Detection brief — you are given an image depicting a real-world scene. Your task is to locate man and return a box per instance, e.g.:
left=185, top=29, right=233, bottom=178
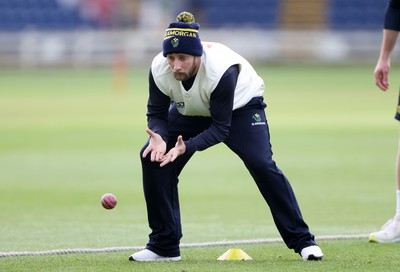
left=370, top=0, right=400, bottom=243
left=129, top=11, right=323, bottom=261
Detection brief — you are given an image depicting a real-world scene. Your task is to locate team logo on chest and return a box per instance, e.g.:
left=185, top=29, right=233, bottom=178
left=176, top=102, right=185, bottom=108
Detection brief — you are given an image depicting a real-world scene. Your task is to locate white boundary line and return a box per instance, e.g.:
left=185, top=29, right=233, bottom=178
left=0, top=234, right=368, bottom=258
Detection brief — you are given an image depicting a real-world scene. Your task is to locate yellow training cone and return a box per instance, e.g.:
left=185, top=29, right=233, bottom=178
left=217, top=248, right=252, bottom=261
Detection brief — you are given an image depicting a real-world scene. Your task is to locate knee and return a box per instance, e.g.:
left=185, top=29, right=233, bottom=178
left=245, top=156, right=278, bottom=174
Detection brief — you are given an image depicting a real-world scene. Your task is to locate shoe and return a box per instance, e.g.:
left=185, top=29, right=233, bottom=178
left=300, top=245, right=323, bottom=261
left=369, top=215, right=400, bottom=243
left=128, top=249, right=181, bottom=262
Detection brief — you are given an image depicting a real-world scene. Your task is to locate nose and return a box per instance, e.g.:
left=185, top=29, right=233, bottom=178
left=171, top=61, right=181, bottom=72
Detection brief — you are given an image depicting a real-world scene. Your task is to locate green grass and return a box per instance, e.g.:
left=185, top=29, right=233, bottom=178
left=1, top=64, right=400, bottom=271
left=2, top=240, right=400, bottom=272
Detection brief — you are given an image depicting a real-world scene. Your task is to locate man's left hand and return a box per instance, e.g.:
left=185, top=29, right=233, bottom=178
left=160, top=135, right=186, bottom=167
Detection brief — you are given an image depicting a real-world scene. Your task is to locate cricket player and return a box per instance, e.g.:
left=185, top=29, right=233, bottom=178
left=129, top=11, right=323, bottom=261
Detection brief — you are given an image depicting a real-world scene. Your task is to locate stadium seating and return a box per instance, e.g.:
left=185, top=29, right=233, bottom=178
left=201, top=0, right=278, bottom=28
left=328, top=0, right=387, bottom=29
left=0, top=0, right=97, bottom=31
left=0, top=0, right=390, bottom=31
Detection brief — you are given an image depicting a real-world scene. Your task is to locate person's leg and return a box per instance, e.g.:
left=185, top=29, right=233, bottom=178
left=369, top=134, right=400, bottom=243
left=396, top=138, right=400, bottom=212
left=140, top=144, right=189, bottom=257
left=395, top=97, right=400, bottom=214
left=224, top=97, right=321, bottom=258
left=131, top=106, right=212, bottom=260
left=369, top=96, right=400, bottom=243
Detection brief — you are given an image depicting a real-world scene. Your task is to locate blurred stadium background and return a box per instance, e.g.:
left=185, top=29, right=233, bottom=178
left=0, top=0, right=394, bottom=68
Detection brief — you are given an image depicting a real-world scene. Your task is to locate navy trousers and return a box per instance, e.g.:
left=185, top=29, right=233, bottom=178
left=140, top=97, right=316, bottom=257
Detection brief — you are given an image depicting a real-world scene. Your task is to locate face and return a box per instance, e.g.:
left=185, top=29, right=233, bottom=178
left=166, top=53, right=200, bottom=81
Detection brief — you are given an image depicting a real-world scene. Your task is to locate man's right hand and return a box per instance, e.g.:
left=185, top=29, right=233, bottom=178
left=142, top=128, right=167, bottom=162
left=374, top=59, right=390, bottom=91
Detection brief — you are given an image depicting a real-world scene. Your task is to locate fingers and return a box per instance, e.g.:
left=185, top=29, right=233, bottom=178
left=142, top=128, right=166, bottom=161
left=375, top=72, right=388, bottom=91
left=154, top=151, right=165, bottom=162
left=375, top=80, right=385, bottom=91
left=160, top=152, right=176, bottom=167
left=376, top=79, right=389, bottom=91
left=176, top=135, right=183, bottom=145
left=374, top=65, right=389, bottom=91
left=380, top=75, right=389, bottom=90
left=161, top=135, right=185, bottom=167
left=142, top=145, right=151, bottom=158
left=143, top=145, right=164, bottom=162
left=145, top=127, right=153, bottom=136
left=159, top=156, right=170, bottom=167
left=142, top=128, right=154, bottom=158
left=143, top=130, right=183, bottom=166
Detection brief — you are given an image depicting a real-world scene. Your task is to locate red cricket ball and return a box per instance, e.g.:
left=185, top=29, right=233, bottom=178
left=101, top=193, right=117, bottom=209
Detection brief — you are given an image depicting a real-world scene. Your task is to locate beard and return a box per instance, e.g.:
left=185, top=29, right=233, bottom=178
left=173, top=72, right=189, bottom=81
left=173, top=57, right=198, bottom=81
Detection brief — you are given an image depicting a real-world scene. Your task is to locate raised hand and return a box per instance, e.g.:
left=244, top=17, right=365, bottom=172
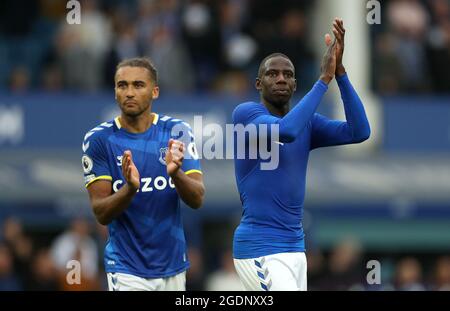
left=122, top=150, right=140, bottom=191
left=166, top=139, right=185, bottom=177
left=319, top=32, right=337, bottom=84
left=332, top=18, right=346, bottom=76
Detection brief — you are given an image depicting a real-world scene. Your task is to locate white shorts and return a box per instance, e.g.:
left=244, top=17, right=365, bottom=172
left=233, top=252, right=307, bottom=291
left=107, top=271, right=186, bottom=291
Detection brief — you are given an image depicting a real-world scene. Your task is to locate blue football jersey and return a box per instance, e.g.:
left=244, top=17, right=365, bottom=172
left=232, top=103, right=309, bottom=259
left=81, top=113, right=201, bottom=278
left=232, top=75, right=370, bottom=259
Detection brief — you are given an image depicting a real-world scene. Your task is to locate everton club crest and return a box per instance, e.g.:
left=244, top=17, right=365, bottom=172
left=159, top=147, right=168, bottom=165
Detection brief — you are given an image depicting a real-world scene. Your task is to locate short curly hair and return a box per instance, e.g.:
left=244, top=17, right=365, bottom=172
left=257, top=53, right=293, bottom=78
left=116, top=57, right=158, bottom=84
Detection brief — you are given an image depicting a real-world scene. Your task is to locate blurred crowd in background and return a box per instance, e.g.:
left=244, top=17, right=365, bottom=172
left=1, top=217, right=449, bottom=291
left=373, top=0, right=450, bottom=94
left=0, top=0, right=317, bottom=95
left=1, top=0, right=449, bottom=95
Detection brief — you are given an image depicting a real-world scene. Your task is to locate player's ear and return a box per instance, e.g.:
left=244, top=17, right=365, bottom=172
left=293, top=79, right=297, bottom=92
left=255, top=78, right=262, bottom=91
left=152, top=86, right=159, bottom=99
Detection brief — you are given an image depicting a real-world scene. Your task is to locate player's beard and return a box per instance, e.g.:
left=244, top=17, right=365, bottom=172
left=121, top=102, right=150, bottom=118
left=264, top=93, right=291, bottom=108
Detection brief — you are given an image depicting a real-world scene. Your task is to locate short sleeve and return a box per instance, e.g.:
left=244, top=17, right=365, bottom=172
left=170, top=121, right=202, bottom=175
left=82, top=134, right=112, bottom=187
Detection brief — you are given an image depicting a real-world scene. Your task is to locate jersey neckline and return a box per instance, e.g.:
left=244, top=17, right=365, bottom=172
left=114, top=113, right=159, bottom=137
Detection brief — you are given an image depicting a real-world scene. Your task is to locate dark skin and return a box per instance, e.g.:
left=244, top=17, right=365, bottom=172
left=256, top=57, right=297, bottom=117
left=256, top=18, right=346, bottom=117
left=87, top=66, right=205, bottom=226
left=333, top=18, right=346, bottom=76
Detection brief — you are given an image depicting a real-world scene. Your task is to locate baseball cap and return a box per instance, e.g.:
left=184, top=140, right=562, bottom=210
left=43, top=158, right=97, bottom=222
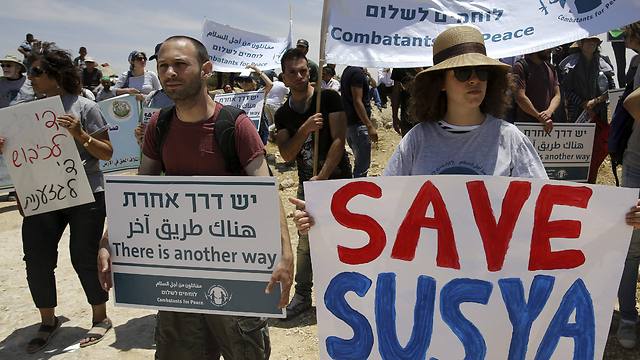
left=296, top=39, right=309, bottom=48
left=149, top=43, right=162, bottom=61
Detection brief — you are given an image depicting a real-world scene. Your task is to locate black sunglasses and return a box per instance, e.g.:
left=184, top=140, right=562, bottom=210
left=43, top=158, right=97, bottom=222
left=453, top=67, right=490, bottom=82
left=28, top=67, right=45, bottom=77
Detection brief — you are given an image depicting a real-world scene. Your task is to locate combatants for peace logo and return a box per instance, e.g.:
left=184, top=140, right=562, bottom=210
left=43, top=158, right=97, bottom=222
left=538, top=0, right=616, bottom=22
left=205, top=285, right=232, bottom=307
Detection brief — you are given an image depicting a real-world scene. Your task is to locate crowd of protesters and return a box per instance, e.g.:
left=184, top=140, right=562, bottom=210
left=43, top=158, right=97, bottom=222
left=2, top=22, right=640, bottom=359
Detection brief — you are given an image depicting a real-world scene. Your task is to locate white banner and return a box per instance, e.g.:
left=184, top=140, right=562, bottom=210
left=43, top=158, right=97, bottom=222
left=214, top=91, right=264, bottom=130
left=105, top=175, right=284, bottom=318
left=0, top=96, right=94, bottom=216
left=324, top=0, right=640, bottom=67
left=305, top=176, right=635, bottom=359
left=516, top=123, right=596, bottom=182
left=202, top=19, right=291, bottom=72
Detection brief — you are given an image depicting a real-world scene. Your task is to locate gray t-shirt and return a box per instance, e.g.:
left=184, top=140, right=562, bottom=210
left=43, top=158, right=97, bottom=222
left=61, top=94, right=108, bottom=193
left=383, top=115, right=548, bottom=178
left=0, top=76, right=34, bottom=108
left=114, top=71, right=161, bottom=95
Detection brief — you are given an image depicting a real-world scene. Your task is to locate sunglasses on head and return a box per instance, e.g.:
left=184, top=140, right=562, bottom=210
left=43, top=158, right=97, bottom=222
left=28, top=67, right=45, bottom=77
left=453, top=67, right=490, bottom=82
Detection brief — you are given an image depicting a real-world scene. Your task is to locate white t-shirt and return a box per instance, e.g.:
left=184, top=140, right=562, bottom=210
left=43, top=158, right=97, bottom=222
left=265, top=80, right=289, bottom=107
left=322, top=78, right=341, bottom=93
left=384, top=115, right=548, bottom=178
left=114, top=70, right=161, bottom=95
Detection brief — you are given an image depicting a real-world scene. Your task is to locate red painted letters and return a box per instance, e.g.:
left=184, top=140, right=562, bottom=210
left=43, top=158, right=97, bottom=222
left=529, top=185, right=592, bottom=270
left=392, top=181, right=459, bottom=269
left=467, top=180, right=531, bottom=272
left=330, top=181, right=386, bottom=265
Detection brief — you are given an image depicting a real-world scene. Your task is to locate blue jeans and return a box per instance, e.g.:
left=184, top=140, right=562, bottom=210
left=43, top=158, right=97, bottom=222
left=347, top=124, right=371, bottom=178
left=619, top=164, right=640, bottom=321
left=369, top=88, right=382, bottom=107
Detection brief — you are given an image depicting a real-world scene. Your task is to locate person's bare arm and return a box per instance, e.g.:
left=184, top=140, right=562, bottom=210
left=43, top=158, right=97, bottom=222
left=247, top=64, right=273, bottom=95
left=624, top=87, right=640, bottom=121
left=315, top=111, right=346, bottom=180
left=351, top=86, right=378, bottom=142
left=275, top=114, right=323, bottom=162
left=514, top=88, right=540, bottom=119
left=245, top=155, right=294, bottom=308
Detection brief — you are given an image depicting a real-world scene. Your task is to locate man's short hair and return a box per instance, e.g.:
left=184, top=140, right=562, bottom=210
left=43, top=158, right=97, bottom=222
left=280, top=48, right=308, bottom=72
left=26, top=33, right=33, bottom=40
left=162, top=36, right=209, bottom=64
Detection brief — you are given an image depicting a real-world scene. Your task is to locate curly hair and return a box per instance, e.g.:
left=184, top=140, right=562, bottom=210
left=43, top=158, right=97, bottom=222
left=29, top=45, right=81, bottom=95
left=623, top=21, right=640, bottom=41
left=409, top=67, right=512, bottom=123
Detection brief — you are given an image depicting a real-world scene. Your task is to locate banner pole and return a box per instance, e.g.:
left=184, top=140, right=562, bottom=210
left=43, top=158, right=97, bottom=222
left=313, top=0, right=330, bottom=177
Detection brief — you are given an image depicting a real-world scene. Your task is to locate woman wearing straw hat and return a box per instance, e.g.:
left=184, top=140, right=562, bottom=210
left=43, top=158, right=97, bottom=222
left=289, top=26, right=640, bottom=235
left=383, top=26, right=546, bottom=177
left=0, top=54, right=34, bottom=108
left=288, top=25, right=547, bottom=232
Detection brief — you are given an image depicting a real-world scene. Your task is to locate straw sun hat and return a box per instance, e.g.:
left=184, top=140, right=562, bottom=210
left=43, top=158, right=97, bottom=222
left=416, top=26, right=509, bottom=82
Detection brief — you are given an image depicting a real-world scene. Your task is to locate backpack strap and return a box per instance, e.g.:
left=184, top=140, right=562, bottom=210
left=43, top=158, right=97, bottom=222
left=154, top=106, right=176, bottom=172
left=215, top=105, right=246, bottom=175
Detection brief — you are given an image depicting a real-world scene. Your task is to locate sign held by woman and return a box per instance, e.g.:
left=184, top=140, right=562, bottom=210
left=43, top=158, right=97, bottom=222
left=0, top=96, right=94, bottom=216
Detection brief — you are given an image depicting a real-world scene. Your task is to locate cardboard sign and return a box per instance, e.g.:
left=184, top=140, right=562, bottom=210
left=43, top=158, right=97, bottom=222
left=305, top=175, right=635, bottom=359
left=202, top=19, right=291, bottom=72
left=324, top=0, right=640, bottom=67
left=105, top=175, right=285, bottom=318
left=214, top=91, right=264, bottom=129
left=516, top=123, right=596, bottom=182
left=98, top=95, right=141, bottom=172
left=0, top=96, right=94, bottom=215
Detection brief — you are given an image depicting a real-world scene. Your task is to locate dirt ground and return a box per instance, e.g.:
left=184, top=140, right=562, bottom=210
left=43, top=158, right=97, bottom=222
left=0, top=107, right=637, bottom=359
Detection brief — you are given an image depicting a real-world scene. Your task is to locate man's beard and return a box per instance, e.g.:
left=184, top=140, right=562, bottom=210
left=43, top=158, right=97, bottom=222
left=164, top=78, right=204, bottom=101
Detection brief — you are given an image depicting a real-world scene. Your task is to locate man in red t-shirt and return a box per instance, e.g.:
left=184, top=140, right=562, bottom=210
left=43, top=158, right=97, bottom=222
left=97, top=36, right=293, bottom=360
left=513, top=49, right=562, bottom=133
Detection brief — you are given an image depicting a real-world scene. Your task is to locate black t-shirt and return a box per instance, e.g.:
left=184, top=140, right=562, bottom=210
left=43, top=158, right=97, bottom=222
left=340, top=66, right=371, bottom=126
left=274, top=89, right=352, bottom=183
left=82, top=69, right=102, bottom=93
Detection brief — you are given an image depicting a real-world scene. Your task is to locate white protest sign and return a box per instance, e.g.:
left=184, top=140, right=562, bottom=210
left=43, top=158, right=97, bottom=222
left=0, top=96, right=94, bottom=216
left=105, top=175, right=284, bottom=318
left=305, top=176, right=635, bottom=359
left=202, top=19, right=291, bottom=72
left=516, top=123, right=596, bottom=182
left=214, top=91, right=264, bottom=130
left=98, top=95, right=141, bottom=173
left=324, top=0, right=640, bottom=67
left=142, top=107, right=160, bottom=125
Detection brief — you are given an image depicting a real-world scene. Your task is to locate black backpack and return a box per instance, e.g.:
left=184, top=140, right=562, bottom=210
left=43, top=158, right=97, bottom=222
left=155, top=105, right=245, bottom=175
left=608, top=81, right=637, bottom=186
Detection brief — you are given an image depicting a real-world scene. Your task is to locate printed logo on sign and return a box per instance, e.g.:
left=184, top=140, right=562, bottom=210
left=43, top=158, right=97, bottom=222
left=538, top=0, right=614, bottom=22
left=111, top=100, right=131, bottom=119
left=205, top=285, right=232, bottom=307
left=556, top=169, right=569, bottom=179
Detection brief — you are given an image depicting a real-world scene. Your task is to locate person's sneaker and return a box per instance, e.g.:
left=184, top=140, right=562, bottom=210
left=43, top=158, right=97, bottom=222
left=617, top=319, right=637, bottom=349
left=285, top=294, right=311, bottom=320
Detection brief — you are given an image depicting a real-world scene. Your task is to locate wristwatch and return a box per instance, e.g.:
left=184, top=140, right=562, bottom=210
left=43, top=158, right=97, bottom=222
left=83, top=136, right=93, bottom=147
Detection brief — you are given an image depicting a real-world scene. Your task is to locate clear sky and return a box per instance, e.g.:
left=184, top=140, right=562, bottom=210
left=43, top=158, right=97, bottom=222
left=0, top=0, right=324, bottom=74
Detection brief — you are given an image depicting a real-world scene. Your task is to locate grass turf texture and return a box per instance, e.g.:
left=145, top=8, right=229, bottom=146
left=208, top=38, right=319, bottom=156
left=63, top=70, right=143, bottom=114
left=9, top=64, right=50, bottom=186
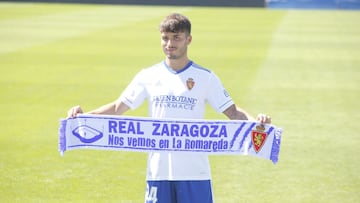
left=0, top=2, right=359, bottom=202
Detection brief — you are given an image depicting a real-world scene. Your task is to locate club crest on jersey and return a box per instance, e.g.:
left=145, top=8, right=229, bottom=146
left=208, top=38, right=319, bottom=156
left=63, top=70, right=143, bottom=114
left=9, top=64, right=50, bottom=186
left=251, top=125, right=267, bottom=153
left=186, top=78, right=195, bottom=90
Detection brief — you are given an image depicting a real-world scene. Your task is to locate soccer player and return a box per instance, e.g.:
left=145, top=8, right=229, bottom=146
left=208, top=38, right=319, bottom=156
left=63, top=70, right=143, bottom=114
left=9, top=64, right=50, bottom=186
left=68, top=13, right=271, bottom=203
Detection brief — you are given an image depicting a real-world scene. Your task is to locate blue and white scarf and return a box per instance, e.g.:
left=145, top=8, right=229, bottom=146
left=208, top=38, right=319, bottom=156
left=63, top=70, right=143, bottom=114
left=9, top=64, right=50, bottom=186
left=59, top=114, right=282, bottom=164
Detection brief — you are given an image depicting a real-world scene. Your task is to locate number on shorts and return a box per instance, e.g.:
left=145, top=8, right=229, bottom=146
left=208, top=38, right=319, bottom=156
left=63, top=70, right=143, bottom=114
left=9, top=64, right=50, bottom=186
left=146, top=185, right=158, bottom=203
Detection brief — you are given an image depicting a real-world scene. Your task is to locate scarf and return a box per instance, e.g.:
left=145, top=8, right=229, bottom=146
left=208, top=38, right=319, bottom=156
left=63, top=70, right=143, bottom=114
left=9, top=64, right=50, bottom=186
left=59, top=114, right=282, bottom=164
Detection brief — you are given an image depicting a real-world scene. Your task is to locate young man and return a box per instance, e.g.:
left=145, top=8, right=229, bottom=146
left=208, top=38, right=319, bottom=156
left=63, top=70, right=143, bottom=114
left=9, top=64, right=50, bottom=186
left=68, top=13, right=271, bottom=203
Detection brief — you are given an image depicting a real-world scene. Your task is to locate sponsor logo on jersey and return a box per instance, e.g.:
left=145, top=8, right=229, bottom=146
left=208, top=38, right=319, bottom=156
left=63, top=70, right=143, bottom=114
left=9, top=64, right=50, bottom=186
left=152, top=95, right=198, bottom=111
left=251, top=125, right=267, bottom=153
left=186, top=78, right=195, bottom=90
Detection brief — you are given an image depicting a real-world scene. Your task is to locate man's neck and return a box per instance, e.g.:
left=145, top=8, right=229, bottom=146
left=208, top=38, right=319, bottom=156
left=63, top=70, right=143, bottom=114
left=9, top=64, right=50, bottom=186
left=165, top=58, right=190, bottom=71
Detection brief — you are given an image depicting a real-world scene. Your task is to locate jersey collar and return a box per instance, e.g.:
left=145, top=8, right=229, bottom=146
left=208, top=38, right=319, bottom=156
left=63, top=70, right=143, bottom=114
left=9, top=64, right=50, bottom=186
left=163, top=60, right=193, bottom=74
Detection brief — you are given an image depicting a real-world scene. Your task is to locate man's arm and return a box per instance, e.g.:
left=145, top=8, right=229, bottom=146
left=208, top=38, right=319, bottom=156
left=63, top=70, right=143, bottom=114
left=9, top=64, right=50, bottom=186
left=67, top=101, right=130, bottom=118
left=223, top=104, right=271, bottom=124
left=223, top=104, right=254, bottom=120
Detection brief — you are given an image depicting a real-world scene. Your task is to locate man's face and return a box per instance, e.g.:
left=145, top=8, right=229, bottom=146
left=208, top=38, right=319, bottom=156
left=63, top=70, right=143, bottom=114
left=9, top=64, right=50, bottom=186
left=161, top=31, right=192, bottom=60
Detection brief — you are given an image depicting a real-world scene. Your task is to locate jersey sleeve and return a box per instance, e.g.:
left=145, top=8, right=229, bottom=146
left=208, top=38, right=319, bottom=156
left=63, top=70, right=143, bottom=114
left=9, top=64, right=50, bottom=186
left=117, top=69, right=147, bottom=110
left=206, top=72, right=234, bottom=113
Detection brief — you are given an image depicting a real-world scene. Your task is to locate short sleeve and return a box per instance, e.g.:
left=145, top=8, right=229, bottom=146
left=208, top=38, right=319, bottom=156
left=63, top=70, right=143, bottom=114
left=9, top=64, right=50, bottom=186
left=206, top=72, right=234, bottom=113
left=117, top=70, right=148, bottom=110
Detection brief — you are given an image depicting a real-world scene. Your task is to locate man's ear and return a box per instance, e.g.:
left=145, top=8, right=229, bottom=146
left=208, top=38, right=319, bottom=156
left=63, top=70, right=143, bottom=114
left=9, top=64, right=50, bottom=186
left=187, top=35, right=192, bottom=45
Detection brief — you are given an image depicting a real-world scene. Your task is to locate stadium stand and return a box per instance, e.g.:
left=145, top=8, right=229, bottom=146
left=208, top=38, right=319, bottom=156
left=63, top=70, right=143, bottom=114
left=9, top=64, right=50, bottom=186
left=1, top=0, right=265, bottom=7
left=267, top=0, right=360, bottom=9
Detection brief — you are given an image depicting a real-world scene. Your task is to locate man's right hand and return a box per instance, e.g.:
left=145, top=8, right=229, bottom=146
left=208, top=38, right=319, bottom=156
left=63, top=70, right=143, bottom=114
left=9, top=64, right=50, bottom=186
left=67, top=105, right=83, bottom=118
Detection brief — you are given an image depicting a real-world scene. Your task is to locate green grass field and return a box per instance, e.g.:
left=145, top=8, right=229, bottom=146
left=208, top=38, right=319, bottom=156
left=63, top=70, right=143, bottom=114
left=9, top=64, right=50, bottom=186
left=0, top=2, right=359, bottom=202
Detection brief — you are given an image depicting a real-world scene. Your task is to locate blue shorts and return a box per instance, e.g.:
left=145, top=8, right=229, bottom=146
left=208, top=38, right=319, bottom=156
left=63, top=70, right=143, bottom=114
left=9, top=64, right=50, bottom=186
left=145, top=180, right=213, bottom=203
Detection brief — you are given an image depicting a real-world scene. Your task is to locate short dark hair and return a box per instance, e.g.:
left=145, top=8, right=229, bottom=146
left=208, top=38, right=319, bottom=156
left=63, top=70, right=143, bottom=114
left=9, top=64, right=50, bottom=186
left=159, top=13, right=191, bottom=34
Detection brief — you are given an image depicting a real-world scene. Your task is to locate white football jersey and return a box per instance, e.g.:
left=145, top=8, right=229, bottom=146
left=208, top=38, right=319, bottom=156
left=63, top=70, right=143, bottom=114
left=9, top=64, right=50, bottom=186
left=118, top=61, right=234, bottom=180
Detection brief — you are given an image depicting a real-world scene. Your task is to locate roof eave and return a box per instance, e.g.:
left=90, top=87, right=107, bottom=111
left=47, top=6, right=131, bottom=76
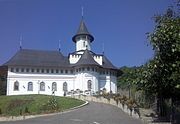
left=72, top=34, right=94, bottom=43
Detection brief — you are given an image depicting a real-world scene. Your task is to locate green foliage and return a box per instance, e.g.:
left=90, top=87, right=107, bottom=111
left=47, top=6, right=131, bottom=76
left=6, top=99, right=33, bottom=116
left=117, top=66, right=141, bottom=88
left=24, top=107, right=29, bottom=114
left=137, top=6, right=180, bottom=99
left=117, top=69, right=123, bottom=77
left=40, top=96, right=59, bottom=112
left=134, top=5, right=180, bottom=117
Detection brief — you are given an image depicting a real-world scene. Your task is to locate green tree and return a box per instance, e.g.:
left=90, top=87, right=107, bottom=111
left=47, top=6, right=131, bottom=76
left=117, top=66, right=140, bottom=88
left=137, top=6, right=180, bottom=117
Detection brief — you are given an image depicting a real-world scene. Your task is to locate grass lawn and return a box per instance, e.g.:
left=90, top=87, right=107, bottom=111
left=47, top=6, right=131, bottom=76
left=0, top=95, right=85, bottom=116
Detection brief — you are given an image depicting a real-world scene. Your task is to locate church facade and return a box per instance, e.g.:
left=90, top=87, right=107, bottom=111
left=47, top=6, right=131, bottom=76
left=1, top=19, right=118, bottom=96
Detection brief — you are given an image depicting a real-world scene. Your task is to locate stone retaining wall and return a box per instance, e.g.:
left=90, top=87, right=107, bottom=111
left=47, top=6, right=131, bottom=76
left=72, top=95, right=140, bottom=119
left=72, top=95, right=171, bottom=124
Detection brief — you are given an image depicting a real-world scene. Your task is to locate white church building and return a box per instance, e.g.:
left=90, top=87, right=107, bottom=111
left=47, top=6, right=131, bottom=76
left=1, top=19, right=118, bottom=96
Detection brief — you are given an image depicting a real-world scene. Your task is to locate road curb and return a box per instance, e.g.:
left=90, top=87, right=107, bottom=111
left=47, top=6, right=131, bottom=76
left=0, top=100, right=89, bottom=122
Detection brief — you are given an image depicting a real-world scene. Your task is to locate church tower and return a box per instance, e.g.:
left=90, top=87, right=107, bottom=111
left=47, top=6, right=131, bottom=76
left=3, top=14, right=118, bottom=96
left=72, top=19, right=94, bottom=53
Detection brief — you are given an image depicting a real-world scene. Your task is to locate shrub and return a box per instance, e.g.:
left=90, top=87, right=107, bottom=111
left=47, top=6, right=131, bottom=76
left=24, top=106, right=29, bottom=114
left=5, top=99, right=33, bottom=116
left=19, top=108, right=22, bottom=115
left=40, top=96, right=59, bottom=112
left=96, top=91, right=100, bottom=95
left=6, top=99, right=33, bottom=110
left=113, top=94, right=121, bottom=105
left=126, top=100, right=133, bottom=111
left=102, top=93, right=111, bottom=101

+ + + + + + +

The task => Return every line of the data above in which "sunglasses" appears.

Task response =>
Detection brief — you are given an image depicting a real-world scene. Your task is to locate black sunglasses and return a box per instance, e.g.:
Detection brief — you are given an image depicting a real-world scene. Your task is to locate sunglasses on head and return a box per instance, e.g.:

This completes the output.